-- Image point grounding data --

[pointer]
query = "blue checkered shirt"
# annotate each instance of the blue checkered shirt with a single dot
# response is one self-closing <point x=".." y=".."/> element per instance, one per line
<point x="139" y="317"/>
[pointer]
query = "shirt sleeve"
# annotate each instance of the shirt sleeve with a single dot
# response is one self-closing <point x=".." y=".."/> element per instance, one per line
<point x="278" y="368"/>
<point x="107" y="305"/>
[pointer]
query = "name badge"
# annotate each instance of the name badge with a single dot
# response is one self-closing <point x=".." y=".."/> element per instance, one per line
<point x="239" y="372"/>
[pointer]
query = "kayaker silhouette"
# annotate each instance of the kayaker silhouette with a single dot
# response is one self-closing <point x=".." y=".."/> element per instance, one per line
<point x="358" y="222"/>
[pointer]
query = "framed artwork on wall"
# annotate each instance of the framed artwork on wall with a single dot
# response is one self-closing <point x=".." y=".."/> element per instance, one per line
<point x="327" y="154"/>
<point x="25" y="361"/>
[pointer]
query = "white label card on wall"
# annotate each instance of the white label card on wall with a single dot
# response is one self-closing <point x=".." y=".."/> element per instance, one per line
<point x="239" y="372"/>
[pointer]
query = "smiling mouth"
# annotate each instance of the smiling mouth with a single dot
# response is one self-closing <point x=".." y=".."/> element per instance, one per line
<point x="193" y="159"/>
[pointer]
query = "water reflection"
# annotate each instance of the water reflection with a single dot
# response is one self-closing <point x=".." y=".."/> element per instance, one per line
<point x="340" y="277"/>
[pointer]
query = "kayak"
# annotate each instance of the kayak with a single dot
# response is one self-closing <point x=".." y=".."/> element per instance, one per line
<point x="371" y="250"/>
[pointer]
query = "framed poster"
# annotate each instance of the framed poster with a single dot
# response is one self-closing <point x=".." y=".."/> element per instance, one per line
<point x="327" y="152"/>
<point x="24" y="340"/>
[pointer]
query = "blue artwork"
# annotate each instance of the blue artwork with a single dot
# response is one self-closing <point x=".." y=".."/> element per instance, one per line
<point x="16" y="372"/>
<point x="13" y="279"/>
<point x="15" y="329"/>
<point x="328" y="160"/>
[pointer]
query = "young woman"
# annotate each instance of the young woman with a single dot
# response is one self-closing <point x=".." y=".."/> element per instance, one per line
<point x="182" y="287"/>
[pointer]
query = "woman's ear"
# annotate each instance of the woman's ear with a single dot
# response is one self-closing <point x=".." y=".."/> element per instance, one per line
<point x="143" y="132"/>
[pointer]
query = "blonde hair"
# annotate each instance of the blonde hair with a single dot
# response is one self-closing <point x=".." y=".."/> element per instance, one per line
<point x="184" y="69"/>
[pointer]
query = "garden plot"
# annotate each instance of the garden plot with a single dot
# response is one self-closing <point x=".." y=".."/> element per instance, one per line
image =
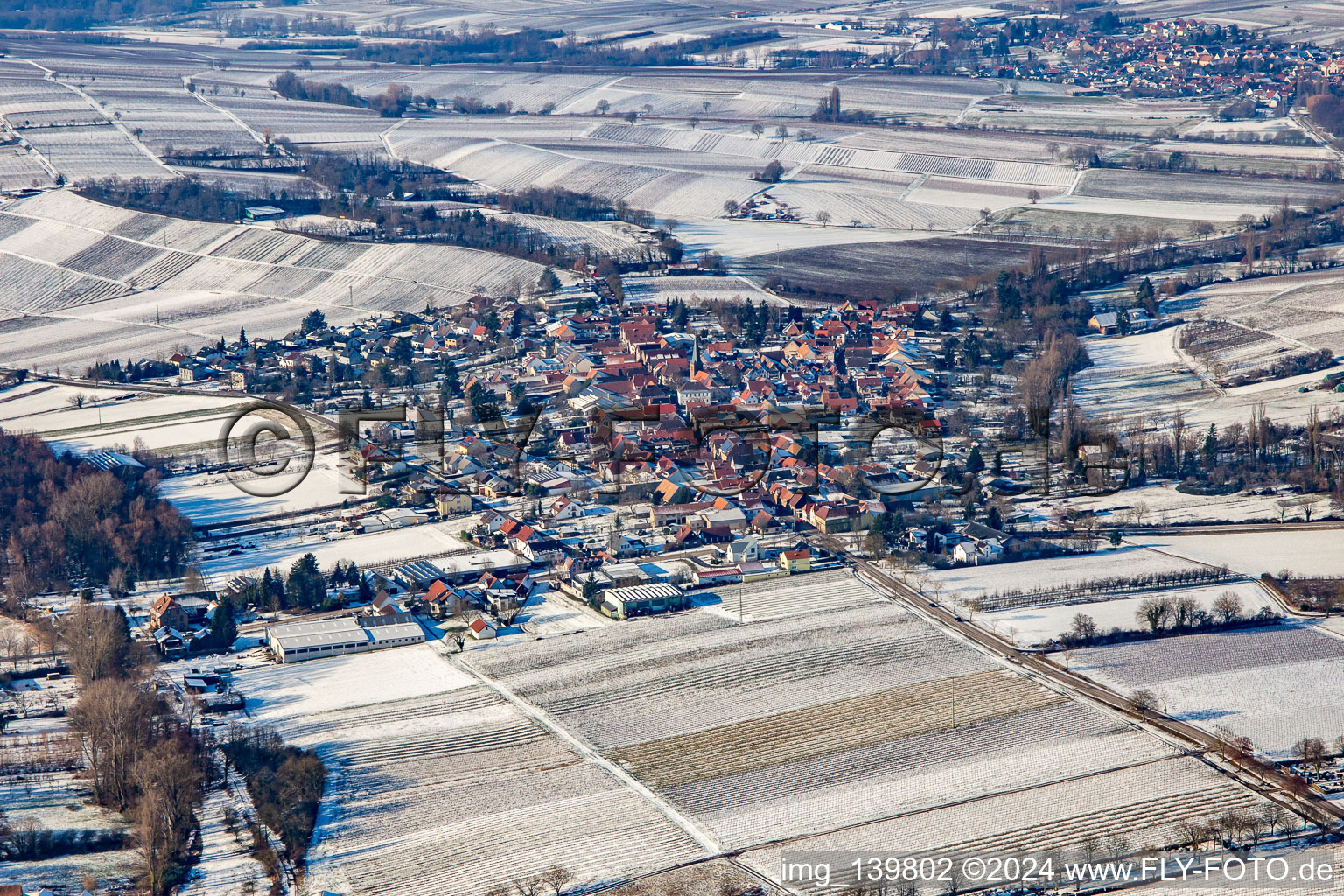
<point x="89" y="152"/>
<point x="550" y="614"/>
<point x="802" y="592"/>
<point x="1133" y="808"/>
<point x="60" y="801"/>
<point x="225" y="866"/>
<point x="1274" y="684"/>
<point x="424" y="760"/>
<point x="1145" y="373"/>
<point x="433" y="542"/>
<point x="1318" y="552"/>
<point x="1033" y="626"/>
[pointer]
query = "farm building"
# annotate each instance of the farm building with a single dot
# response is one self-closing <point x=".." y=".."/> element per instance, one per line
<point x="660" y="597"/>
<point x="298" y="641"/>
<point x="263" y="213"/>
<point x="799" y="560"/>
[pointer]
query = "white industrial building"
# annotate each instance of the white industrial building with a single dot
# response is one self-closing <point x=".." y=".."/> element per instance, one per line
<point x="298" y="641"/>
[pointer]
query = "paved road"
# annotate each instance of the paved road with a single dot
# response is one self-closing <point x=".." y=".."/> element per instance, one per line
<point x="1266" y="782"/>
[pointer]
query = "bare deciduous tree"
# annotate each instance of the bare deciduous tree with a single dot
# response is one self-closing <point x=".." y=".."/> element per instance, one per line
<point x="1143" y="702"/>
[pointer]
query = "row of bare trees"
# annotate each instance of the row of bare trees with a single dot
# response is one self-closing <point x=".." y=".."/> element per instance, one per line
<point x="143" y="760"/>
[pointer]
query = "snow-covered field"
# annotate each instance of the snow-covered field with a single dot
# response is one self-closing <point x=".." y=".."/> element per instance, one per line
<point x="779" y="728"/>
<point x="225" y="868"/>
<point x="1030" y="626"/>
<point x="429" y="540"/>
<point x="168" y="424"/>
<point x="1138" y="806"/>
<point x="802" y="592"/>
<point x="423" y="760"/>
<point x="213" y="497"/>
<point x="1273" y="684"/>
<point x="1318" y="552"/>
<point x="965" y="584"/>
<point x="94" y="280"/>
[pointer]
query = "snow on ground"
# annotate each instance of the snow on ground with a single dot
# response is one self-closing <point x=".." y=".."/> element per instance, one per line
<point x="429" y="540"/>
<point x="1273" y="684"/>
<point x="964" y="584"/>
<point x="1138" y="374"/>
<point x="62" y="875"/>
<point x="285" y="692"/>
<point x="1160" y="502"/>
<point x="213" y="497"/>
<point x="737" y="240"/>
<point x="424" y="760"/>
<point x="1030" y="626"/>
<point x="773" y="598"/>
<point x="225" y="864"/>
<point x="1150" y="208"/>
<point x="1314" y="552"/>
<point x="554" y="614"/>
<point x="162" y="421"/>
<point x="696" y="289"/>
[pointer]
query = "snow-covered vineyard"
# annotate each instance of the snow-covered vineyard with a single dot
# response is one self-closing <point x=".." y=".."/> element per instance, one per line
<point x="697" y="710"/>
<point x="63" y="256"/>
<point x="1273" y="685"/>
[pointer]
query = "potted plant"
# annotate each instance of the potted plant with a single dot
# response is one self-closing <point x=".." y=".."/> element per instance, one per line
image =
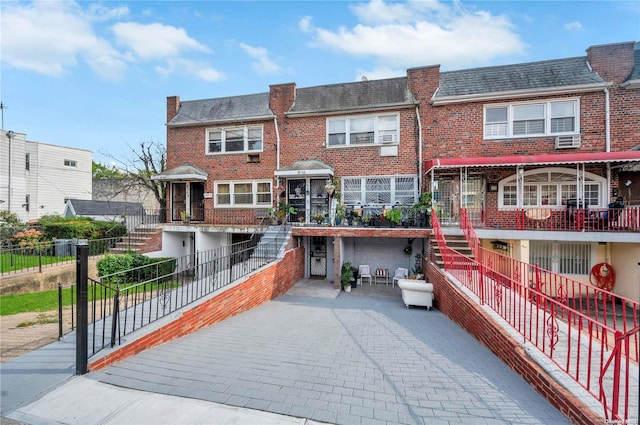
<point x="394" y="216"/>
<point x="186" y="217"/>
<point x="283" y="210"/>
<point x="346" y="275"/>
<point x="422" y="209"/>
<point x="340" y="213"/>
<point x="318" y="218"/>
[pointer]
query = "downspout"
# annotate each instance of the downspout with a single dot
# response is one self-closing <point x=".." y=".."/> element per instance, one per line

-- Task requirements --
Only the number should be given: how many lines in the entries above contain the string "kayaker"?

-- Output for this exercise --
2